#### What is expected
Each record must be reproduced exactly as it is shown.

**** Data shown

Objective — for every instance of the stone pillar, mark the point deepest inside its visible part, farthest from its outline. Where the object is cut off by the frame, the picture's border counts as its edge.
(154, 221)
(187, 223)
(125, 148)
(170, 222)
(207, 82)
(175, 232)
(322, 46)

********

#### Task answer
Objective — for every instance of the stone pillar, mark the point deepest inside its visible part, farthest from its outline. Where the object is cut off by the frame, the picture's border counts as its edge.
(154, 221)
(187, 223)
(125, 148)
(170, 222)
(207, 82)
(175, 232)
(322, 46)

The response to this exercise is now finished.